Reproduce each of the following records verbatim, without any alteration.

── Input for this task

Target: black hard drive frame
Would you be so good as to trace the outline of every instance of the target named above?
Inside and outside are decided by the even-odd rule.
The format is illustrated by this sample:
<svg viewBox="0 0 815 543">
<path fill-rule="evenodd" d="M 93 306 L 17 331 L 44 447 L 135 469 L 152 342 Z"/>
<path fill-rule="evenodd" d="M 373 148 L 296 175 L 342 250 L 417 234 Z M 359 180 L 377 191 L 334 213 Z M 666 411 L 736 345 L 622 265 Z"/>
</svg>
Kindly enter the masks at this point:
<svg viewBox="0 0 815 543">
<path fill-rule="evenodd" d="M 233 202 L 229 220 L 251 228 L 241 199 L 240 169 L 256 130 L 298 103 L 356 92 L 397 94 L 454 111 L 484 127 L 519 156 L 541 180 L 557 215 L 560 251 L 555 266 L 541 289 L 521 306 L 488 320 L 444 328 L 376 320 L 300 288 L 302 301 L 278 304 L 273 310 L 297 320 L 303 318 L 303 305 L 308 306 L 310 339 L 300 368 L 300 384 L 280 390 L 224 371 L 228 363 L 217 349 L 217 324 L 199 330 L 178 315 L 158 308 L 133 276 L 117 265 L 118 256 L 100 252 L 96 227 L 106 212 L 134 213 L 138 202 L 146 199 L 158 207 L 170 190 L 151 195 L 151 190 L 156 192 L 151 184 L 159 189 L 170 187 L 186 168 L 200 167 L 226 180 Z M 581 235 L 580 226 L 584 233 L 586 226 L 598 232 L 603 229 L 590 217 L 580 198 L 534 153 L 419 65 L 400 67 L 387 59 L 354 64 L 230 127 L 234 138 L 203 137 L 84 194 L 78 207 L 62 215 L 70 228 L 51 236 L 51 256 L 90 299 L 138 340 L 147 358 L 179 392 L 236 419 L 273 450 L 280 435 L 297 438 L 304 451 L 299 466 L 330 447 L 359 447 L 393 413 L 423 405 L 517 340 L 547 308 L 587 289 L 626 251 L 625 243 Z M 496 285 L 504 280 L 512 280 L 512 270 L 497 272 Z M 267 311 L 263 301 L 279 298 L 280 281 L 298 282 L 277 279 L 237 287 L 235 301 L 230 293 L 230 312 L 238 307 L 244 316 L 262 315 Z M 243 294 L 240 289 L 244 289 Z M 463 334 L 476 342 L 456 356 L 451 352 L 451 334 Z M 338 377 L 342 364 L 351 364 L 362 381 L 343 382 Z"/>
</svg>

────

▶ [Solution for this problem]:
Target: black hard drive frame
Would you be so good as to trace the outline of every instance of the target named above?
Inside and outside are decided by the even-odd rule.
The format is illustrated by this sample:
<svg viewBox="0 0 815 543">
<path fill-rule="evenodd" d="M 93 306 L 17 331 L 44 447 L 135 469 L 152 342 Z"/>
<path fill-rule="evenodd" d="M 373 148 L 296 175 L 342 250 L 417 234 Z M 359 180 L 377 191 L 334 213 Z M 666 411 L 736 345 L 622 265 Z"/>
</svg>
Kindly enter the masks at this point:
<svg viewBox="0 0 815 543">
<path fill-rule="evenodd" d="M 233 202 L 229 220 L 251 228 L 241 199 L 240 169 L 256 130 L 298 103 L 356 92 L 397 94 L 454 111 L 484 127 L 519 156 L 541 180 L 557 215 L 560 251 L 555 266 L 541 289 L 521 306 L 488 320 L 444 328 L 376 320 L 300 288 L 302 301 L 278 304 L 273 310 L 297 320 L 303 318 L 303 305 L 308 306 L 310 339 L 300 368 L 300 384 L 280 390 L 224 371 L 228 363 L 217 349 L 217 324 L 199 330 L 178 315 L 158 308 L 133 276 L 117 265 L 118 256 L 100 252 L 96 227 L 106 212 L 134 213 L 138 202 L 146 199 L 158 207 L 170 190 L 151 195 L 151 190 L 156 192 L 151 184 L 159 189 L 170 187 L 186 168 L 200 167 L 226 180 Z M 581 235 L 580 226 L 584 233 L 586 226 L 598 232 L 603 229 L 590 217 L 580 198 L 534 153 L 419 65 L 400 67 L 387 59 L 354 64 L 230 127 L 234 138 L 203 137 L 84 194 L 78 207 L 62 215 L 70 228 L 51 236 L 51 256 L 90 299 L 138 340 L 147 358 L 179 392 L 236 419 L 273 450 L 280 435 L 297 438 L 304 451 L 299 466 L 330 447 L 359 447 L 393 413 L 423 405 L 517 340 L 547 308 L 587 289 L 626 251 L 625 243 Z M 496 285 L 504 280 L 512 280 L 512 270 L 497 272 Z M 267 311 L 263 301 L 279 298 L 280 281 L 298 282 L 277 279 L 237 287 L 235 301 L 230 293 L 230 312 L 238 307 L 244 316 L 262 315 Z M 243 294 L 240 289 L 244 289 Z M 463 334 L 476 342 L 456 356 L 451 352 L 451 334 Z M 338 377 L 342 364 L 351 364 L 362 381 L 343 382 Z"/>
</svg>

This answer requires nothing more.